- [Exercise] Where does the word "slat" appear in the data? Copy every line that holds it.

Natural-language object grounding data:
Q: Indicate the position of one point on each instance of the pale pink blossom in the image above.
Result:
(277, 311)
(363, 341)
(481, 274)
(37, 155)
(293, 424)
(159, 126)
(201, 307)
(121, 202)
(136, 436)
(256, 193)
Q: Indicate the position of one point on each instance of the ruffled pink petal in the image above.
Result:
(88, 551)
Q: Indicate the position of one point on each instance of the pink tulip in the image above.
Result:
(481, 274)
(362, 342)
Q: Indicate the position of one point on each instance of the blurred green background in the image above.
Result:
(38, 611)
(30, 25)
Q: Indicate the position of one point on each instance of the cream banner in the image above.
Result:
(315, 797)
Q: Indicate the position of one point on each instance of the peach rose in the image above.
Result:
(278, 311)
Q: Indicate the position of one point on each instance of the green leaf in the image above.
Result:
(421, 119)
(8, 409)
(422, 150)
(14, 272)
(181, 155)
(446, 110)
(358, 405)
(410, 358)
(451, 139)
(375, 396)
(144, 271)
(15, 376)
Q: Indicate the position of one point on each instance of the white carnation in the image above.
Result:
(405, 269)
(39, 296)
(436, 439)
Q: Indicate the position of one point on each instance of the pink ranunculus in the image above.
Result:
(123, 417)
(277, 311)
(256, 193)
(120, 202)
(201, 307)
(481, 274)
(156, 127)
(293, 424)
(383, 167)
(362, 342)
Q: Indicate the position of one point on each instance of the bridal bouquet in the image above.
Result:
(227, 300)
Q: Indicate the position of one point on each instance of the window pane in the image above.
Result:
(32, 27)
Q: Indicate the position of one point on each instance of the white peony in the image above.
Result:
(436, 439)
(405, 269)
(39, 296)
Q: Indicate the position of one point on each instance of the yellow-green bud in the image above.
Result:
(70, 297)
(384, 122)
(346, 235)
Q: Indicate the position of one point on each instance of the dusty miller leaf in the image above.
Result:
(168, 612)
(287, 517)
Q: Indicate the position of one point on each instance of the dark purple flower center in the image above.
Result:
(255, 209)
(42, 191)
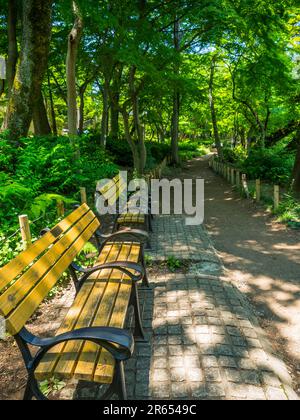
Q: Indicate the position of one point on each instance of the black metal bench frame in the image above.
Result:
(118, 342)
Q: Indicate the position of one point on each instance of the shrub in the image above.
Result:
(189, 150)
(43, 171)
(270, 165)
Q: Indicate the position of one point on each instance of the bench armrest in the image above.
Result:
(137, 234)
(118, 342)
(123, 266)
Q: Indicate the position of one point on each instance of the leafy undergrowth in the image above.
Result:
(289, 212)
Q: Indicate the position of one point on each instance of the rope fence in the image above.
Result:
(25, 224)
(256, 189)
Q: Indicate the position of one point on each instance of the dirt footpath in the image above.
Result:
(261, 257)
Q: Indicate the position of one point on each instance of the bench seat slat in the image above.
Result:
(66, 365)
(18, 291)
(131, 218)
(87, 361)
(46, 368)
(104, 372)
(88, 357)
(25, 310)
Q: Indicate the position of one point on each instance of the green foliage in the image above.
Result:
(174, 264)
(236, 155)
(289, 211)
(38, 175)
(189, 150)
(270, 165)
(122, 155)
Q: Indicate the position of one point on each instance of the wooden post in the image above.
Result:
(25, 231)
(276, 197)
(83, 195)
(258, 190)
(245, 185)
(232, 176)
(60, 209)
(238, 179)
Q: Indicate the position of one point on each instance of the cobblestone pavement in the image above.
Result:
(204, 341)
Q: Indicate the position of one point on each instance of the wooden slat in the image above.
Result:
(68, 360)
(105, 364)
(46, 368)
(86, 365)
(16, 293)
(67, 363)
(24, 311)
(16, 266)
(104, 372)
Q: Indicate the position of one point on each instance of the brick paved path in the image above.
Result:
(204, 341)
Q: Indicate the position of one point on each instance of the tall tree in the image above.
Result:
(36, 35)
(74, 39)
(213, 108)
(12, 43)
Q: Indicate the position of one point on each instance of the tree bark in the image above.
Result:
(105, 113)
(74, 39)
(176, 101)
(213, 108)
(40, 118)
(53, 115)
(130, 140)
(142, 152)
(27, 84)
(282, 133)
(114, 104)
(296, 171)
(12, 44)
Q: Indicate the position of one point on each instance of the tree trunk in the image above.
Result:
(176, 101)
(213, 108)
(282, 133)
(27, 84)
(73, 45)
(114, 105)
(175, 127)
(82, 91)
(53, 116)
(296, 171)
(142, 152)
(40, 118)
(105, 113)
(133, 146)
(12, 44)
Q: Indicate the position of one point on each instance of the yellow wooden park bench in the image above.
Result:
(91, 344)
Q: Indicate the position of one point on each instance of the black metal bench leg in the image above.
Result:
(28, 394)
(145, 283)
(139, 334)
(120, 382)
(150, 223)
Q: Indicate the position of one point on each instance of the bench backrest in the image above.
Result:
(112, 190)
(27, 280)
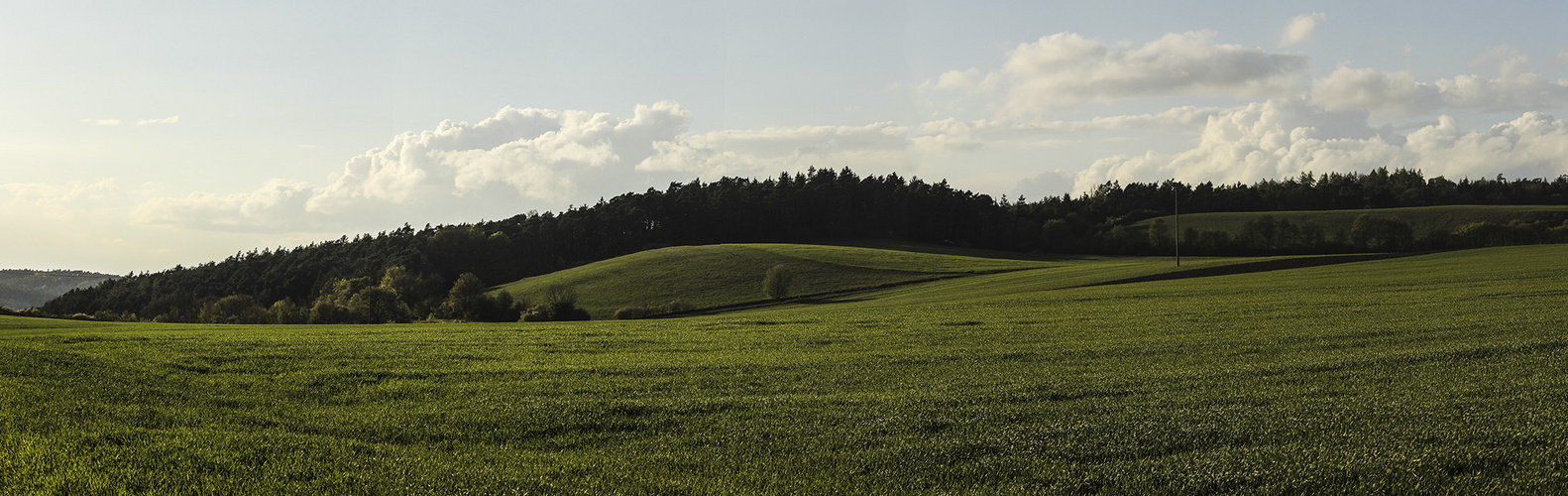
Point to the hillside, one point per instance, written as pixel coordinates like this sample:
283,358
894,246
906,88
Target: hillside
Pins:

- [Result of the task]
Q: Indicate the position of one point on each instance of the bench seat slat in the image above.
Q: Indicate the position of one point on each instance of the wooden slat in the image above.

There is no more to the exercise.